Primeiramente
encontrada em 1924 no mosquito Culex pipiens, a Wolbachia
pipientis é uma bactéria presente nas células de cerca de 70% dos
insetos, desde borboletas ao pernilongo.
O Aedes
aegypti, vetor da dengue – considerada a mais importante doença viral
transmitida por mosquitos no mundo –, pertence aos 30% de invertebrados que não
têm a bactéria. Ou não tinham.
Pesquisadores
descreveram, durante o 28º Congresso Internacional de Medicina Tropical, evento
realizado no Rio de Janeiro entre os dias 24 e 27 de setembro pela Sociedade
Brasileira de Medicina Tropical, como a Wolbachia pode atuar
como uma “vacina” para o Aedes, bloqueando a multiplicação do vírus
dentro do inseto ao ser inoculada no mosquito.

============================================================

■ Como fazer
Dê continuidade ao texto acima sobre a Wolbachia e o Aedes aegypti, começando logo após a última frase dele.

■ Dados de origem

============================================================

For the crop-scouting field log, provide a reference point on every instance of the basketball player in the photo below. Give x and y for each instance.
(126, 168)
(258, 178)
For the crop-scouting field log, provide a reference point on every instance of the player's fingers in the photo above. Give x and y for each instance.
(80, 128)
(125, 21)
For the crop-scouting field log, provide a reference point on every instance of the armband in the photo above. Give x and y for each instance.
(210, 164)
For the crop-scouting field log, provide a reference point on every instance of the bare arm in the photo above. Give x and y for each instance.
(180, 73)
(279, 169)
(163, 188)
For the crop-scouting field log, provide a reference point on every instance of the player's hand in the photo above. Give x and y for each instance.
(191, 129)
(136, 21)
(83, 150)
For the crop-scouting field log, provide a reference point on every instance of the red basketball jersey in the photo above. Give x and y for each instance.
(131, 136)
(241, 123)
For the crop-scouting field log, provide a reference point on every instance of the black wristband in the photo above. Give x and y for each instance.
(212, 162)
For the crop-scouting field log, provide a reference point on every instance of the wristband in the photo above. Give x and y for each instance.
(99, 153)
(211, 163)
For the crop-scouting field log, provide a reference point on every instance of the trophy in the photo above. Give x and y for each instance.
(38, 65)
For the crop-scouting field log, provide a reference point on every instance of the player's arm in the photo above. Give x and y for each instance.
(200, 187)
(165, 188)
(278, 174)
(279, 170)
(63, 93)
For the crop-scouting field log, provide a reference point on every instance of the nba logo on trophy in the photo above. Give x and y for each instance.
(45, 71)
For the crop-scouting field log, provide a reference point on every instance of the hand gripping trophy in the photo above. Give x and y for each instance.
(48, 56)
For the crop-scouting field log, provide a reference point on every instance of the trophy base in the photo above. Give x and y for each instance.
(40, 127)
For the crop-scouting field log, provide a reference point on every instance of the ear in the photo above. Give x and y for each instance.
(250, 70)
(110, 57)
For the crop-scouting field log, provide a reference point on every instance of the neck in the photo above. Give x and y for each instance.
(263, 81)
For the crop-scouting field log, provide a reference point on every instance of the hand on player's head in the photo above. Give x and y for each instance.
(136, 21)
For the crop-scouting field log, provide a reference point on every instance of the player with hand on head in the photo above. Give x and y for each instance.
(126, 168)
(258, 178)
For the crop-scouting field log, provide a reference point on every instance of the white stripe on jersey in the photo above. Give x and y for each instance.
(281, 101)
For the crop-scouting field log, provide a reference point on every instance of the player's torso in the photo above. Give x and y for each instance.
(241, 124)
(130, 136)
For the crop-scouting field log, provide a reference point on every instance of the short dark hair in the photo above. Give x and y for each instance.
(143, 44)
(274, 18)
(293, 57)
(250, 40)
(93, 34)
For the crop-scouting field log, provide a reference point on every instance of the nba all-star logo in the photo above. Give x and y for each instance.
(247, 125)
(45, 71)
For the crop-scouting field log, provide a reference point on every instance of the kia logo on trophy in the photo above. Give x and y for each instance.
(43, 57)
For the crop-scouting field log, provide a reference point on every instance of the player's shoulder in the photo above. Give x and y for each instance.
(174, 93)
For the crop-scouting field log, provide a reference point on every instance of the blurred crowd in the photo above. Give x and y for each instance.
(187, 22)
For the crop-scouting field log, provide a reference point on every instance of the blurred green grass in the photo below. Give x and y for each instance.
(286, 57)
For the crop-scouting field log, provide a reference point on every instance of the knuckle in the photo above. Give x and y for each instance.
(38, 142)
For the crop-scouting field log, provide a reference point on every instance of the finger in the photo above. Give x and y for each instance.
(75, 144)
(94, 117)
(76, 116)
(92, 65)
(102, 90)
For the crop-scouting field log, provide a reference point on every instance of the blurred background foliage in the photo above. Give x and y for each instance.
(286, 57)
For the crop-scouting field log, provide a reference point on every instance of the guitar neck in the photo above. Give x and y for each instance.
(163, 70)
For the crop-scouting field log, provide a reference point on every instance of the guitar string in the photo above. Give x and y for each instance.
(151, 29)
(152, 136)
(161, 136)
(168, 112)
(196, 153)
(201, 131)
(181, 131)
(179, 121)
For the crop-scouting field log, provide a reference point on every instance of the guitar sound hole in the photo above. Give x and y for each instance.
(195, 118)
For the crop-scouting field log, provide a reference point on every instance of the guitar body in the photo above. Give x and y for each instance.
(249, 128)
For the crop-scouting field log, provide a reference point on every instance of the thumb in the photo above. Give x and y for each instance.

============================================================

■ Resultado do exercício
Cada cepa
da bactéria é responsável por uma reação em seu hospedeiro. Há alguns anos, ao
observarem que ela diminuía pela metade o tempo de vida da Drosophila (a
mosca-das-frutas), cientistas do programa internacional “Eliminar a Dengue:
Nosso Desafio”, liderados por Scott O’Neill, da Universidade de Monash
(Melbourne, Austrália), demonstraram que a Wolbachia, se inoculada
no Aedes aegypti, poderia também reduzir a longevidade do mosquito,
diminuindo a sua capacidade de transmitir o vírus.
“Se o
mosquito vivesse pela metade, ele teria menor chance de transmitir o vírus, já
que esse precisa ficar incubado de oito a dez dias dentro do corpo do vetor.
Então, pensamos que, se vivesse 15 em vez de 30 dias, o inseto morreria antes
de se alimentar e de haver a incubação do vírus”, disse o entomologista
molecular Luciano Moreira, da Fundação Oswaldo Cruz (Fiocruz), instituição
brasileira parceira do projeto mundial.
“Mas,
quando inoculamos a bactéria, ficamos surpresos ao ver que ela, além de
diminuir o tempo de vida do mosquito, também fazia com que o vírus não se
desenvolvesse”, disse.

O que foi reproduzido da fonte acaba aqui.